_Problem description_
Return the records exactly, with nothing added.

Data to process: Begin

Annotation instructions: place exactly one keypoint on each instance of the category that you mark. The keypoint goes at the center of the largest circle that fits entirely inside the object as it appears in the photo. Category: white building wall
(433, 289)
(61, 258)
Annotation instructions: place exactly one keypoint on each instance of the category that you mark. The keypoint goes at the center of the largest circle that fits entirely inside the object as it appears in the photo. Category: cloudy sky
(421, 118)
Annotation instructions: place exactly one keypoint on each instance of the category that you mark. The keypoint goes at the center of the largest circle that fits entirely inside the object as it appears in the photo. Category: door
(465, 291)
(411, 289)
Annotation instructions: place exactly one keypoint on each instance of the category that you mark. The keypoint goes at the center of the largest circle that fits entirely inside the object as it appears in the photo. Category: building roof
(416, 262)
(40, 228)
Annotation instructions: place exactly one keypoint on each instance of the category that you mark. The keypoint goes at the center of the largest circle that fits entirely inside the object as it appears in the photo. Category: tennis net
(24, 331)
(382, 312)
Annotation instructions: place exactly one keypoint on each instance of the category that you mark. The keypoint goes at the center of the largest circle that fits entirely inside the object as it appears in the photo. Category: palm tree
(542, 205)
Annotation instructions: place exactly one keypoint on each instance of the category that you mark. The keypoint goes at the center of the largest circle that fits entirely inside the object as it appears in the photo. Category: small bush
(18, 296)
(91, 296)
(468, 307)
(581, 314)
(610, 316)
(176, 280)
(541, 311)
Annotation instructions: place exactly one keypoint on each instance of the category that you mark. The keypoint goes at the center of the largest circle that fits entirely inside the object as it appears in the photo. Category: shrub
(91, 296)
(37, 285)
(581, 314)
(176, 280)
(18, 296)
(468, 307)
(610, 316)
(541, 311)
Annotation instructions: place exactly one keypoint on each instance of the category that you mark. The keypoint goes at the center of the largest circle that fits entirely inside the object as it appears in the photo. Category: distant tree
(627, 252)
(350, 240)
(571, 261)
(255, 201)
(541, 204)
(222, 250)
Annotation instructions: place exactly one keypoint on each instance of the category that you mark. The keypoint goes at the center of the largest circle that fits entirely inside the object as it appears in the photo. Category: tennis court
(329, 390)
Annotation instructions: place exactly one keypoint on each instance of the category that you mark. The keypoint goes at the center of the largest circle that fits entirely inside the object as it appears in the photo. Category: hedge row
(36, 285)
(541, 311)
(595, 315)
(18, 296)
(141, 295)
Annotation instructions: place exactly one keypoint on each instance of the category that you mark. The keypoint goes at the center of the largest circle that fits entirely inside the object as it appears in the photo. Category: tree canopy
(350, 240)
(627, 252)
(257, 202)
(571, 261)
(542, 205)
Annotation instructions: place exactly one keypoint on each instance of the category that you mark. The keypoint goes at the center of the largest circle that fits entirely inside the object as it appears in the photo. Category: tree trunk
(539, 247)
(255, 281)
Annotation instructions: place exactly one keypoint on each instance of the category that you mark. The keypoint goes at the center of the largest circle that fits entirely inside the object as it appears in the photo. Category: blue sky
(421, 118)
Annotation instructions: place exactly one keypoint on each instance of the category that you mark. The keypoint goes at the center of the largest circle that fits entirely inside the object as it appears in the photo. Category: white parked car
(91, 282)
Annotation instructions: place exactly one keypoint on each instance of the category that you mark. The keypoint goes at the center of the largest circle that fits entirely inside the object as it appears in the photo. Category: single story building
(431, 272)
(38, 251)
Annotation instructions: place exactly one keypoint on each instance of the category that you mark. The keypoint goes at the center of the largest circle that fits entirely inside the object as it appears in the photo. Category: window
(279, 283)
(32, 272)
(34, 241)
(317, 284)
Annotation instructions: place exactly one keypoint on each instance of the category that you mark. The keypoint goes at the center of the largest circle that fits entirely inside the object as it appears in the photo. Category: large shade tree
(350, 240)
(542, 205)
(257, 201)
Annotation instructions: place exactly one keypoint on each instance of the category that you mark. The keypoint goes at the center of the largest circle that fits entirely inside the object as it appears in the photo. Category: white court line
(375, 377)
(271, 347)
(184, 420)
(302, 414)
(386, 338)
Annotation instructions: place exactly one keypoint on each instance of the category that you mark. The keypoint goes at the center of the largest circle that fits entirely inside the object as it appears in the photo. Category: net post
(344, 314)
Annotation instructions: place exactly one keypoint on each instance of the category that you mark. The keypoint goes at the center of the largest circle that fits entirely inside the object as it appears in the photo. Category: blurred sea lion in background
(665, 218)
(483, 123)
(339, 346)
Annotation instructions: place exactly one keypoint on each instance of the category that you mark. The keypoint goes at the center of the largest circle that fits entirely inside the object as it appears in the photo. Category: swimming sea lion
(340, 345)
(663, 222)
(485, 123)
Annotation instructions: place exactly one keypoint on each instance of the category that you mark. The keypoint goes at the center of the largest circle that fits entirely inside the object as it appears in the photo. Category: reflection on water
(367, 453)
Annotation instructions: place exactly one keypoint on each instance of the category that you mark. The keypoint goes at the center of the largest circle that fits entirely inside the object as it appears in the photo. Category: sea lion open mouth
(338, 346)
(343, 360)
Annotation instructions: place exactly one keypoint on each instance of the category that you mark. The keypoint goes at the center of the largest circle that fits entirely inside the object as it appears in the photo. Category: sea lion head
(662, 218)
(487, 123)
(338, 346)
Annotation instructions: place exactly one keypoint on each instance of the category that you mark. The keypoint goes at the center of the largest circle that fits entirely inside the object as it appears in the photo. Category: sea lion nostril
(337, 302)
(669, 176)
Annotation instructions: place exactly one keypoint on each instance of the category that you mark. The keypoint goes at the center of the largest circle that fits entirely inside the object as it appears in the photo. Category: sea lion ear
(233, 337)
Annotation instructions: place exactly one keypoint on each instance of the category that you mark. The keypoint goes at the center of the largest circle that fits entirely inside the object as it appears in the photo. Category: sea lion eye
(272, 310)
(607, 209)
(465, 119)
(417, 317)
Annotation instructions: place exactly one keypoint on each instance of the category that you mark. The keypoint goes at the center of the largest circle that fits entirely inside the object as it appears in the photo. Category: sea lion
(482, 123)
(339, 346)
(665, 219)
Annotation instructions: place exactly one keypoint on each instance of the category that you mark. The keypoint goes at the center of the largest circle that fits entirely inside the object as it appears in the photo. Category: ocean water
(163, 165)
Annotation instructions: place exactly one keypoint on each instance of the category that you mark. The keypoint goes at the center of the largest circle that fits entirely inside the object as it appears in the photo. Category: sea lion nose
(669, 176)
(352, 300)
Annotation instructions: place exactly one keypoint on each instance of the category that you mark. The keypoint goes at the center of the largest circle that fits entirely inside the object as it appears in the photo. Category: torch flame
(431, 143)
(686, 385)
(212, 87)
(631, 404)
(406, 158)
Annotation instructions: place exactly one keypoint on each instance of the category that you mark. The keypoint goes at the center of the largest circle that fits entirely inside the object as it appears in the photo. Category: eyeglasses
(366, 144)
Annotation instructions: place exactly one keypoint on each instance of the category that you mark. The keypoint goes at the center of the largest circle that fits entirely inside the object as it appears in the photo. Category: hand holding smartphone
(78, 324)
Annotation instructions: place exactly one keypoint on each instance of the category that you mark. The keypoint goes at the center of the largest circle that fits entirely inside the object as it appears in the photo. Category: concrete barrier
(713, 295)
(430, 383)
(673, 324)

Data to process: End

_Response area_
Annotation instructions: place exactly one keypoint on each instance of the category that you mark. The keypoint goes at the center of the largest circle that fits entirely inside the object as it appears in the photo. Category: white building wall
(433, 289)
(61, 258)
Annotation instructions: place exactly one keypoint on each instance of the category that you mark. The keypoint goes at the center of the largest circle that fits entirely inside the object as it appears in the photo. Category: cloudy sky
(421, 118)
Annotation instructions: place exactly one keypoint on each instance of the category that you mark. The keypoint goes at the center of the largest circle that fits entirely inside the object as it appears in the photo. Category: door
(465, 291)
(411, 289)
Annotation instructions: place exactly one keypoint on each instance of the category that you mark. The keypoint goes at the center of the largest circle that fits entirely inside the object as it appears in the photo. Category: building roof
(416, 262)
(40, 228)
Annotation instructions: place exactly one keypoint on each instance of the category that you mark. The keypoint goes at the center of the largest circle that fits entirely inside the object as it appears in the photo. Category: tennis net
(24, 331)
(382, 312)
Annotation instructions: place exactly one keypoint on each instance of the category that you mark. The keypoint goes at the center of the largest circle that fits entirely inside the object as it appears in the photo. Category: palm tree
(542, 205)
Annotation instructions: place exactly one keypoint on each instance of the category that you mark. The keypoint goes at the center of the largest circle that fits entirely inside the object as it appears in the photo. Category: small bush
(18, 296)
(91, 296)
(468, 307)
(581, 314)
(610, 316)
(176, 280)
(541, 311)
Annotation instructions: place exactly one keypoint on each instance of the category that you mark. The keypoint goes at the center of the largest circle that fits entirely inside the object as it appears in the photo. Category: shrub
(91, 296)
(37, 285)
(581, 314)
(176, 280)
(18, 296)
(468, 307)
(610, 316)
(541, 311)
Annotation instructions: place exactly one keypoint on each instance of the category that you mark. The keypoint goes at the center of the largest circle that fits entirely inside the object as it appears in the photo. Category: distant tree
(627, 252)
(350, 240)
(571, 261)
(255, 201)
(541, 204)
(222, 250)
Annotation instructions: place exactly one keypoint on each instance of the category that you mark. The keypoint goes at the center of the largest circle that fits entirely inside the object as it appears in the photo. Category: tennis court
(329, 390)
Annotation instructions: place exactly one keypoint on each instance of the category that you mark. The keypoint goes at the center of the largest circle that fits entirely inside the object as it appears in the photo. Category: hedge row
(36, 285)
(541, 311)
(595, 315)
(18, 296)
(141, 295)
Annotation instructions: place exactly one keypoint on each instance of the category that you mark. The keypoint goes at the center of the largest circle that fits entirely inside the object as it appears in the photo. Category: tree canopy
(350, 240)
(627, 252)
(257, 202)
(571, 261)
(542, 205)
Annotation instructions: place exactly one keypoint on each instance of the category that you mark. The keypoint goes at the center of the largest circle that fits entirely inside the object as it appears in the photo. Category: tree trunk
(539, 247)
(255, 281)
Annotation instructions: place exactly one keypoint on each instance of the category that you mark. The keypoint goes at the center of the largest circle that fits entirely inside the object as it appears in the photo. Category: blue sky
(421, 118)
Annotation instructions: place exactly one keypoint on each instance of the category that you mark. The keypoint goes at the center of the largest circle that fits entirely inside the object as it appears in the photo. Category: white parked car
(91, 282)
Annotation instructions: place exactly one keypoint on each instance of the category that you mark. The keypoint goes at the center of the largest circle that fits entirely inside the object as it appears in the photo. Category: single story building
(431, 272)
(38, 251)
Annotation instructions: place exactly one keypoint on each instance of the category that you mark. The keypoint goes at the center of the largest circle that fits entirely inside the object as it appears in the photo. Category: window
(279, 283)
(32, 272)
(34, 241)
(317, 284)
Annotation instructions: place exactly one keypoint on each instance of the category that you mark. The keypoint goes at the center of the largest circle that fits entirely inside the object as it appears in the photo. Category: large shade tree
(350, 240)
(542, 205)
(257, 201)
Annotation instructions: place exactly one keypoint on each instance of the category that you mark. The keypoint goes at the center of the largest circle that fits entirely inside the object as it appears in the photo. Category: white court line
(375, 377)
(271, 347)
(184, 420)
(302, 414)
(386, 338)
Annotation instructions: place exactly one keypoint on each instance of the category that you mark. The keypoint goes at the center of the largest circle that fits entirely inside the object as it appears in the photo. Category: net post
(344, 314)
Annotation instructions: place exactly one keypoint on each instance of the category that you mark. The keypoint goes at the center of the largest circle that fits entirely inside the object as it appears in the photo. Category: blurred sea lion in background
(665, 218)
(483, 123)
(339, 346)
Annotation instructions: place exactly one keypoint on each instance of the category that you mark. The keypoint goes at the center of the largest circle that fits entirely inside the object as it appears in the photo. Category: swimming sea lion
(340, 345)
(663, 222)
(485, 123)
Annotation instructions: place exactly one keypoint on each instance of the category that you mark. The keypoint goes at the center of the largest circle that fits entirely inside the object as it appears in the photo. Category: reflection on water
(367, 453)
Annotation instructions: place exactly one keypoint on each instance of the category that you mark. The keypoint goes at the center of the largest circle that fits entirely inside the object as it appears in the photo. Category: sea lion open mouth
(338, 346)
(343, 360)
Annotation instructions: place exactly one keypoint on each instance of the category that you mark. The keypoint goes at the center of the largest circle that fits entirely inside the object as it appears in the photo. Category: sea lion head
(662, 218)
(487, 123)
(338, 346)
Annotation instructions: place exactly one keypoint on each instance of the category that you mark. The keypoint goes at the center of the largest circle that fits entirely inside the object as it appears in the photo. Category: sea lion nostril
(337, 302)
(669, 176)
Annotation instructions: place exactly one keypoint on each instance of the category that you mark. The keypoint goes at the center of the largest circle that fits entirely inside the object as it appears in the photo. Category: sea lion ear
(233, 337)
Annotation instructions: place exactly one keypoint on each instance of the category that you mark. The keypoint goes at the center of the largest circle that fits entirely inside the object as it appears in the photo. Category: sea lion eye
(272, 310)
(607, 209)
(465, 119)
(417, 317)
Annotation instructions: place exactly one keypoint on each instance of the category that you mark. The keypoint goes at the center of the largest circle that fits entirely inside the object as it appears in the photo. Category: sea lion
(482, 123)
(339, 346)
(665, 219)
Annotation instructions: place exactly one keypoint on each instance of the category that you mark. The keypoint goes at the center of the largest circle that fits entirely inside the object as it appears in the photo. Category: ocean water
(163, 165)
Annotation instructions: place exactly one keypoint on each instance of the category that you mark. The keypoint goes at the center of the largest circle that fits entirely inside the object as it appears in the photo. Category: sea lion nose
(669, 176)
(352, 300)
Annotation instructions: place exactly one keypoint on each instance of the category that you mark. The keypoint goes at the center of the largest circle that fits entirely inside the object as it appears in the photo. Category: torch flame
(431, 143)
(686, 385)
(212, 87)
(631, 404)
(406, 158)
Annotation instructions: place exactly one keypoint on each instance of the category that you mark. The keypoint goes at the center of the largest circle that fits entirely inside the object as it appears in the photo. Category: eyeglasses
(366, 144)
Annotation instructions: place exactly one keypoint on each instance of the category that you mark. The keypoint goes at the center of the largest circle that fits entirely inside the object as it appears in the photo. Category: hand holding smartphone
(78, 324)
Annotation instructions: place exactly one keypoint on each instance of the category that you mark. The keypoint goes at the center of the largest circle that fits entirely inside the object as it appears in the photo. Category: concrete barrier
(713, 295)
(430, 383)
(673, 324)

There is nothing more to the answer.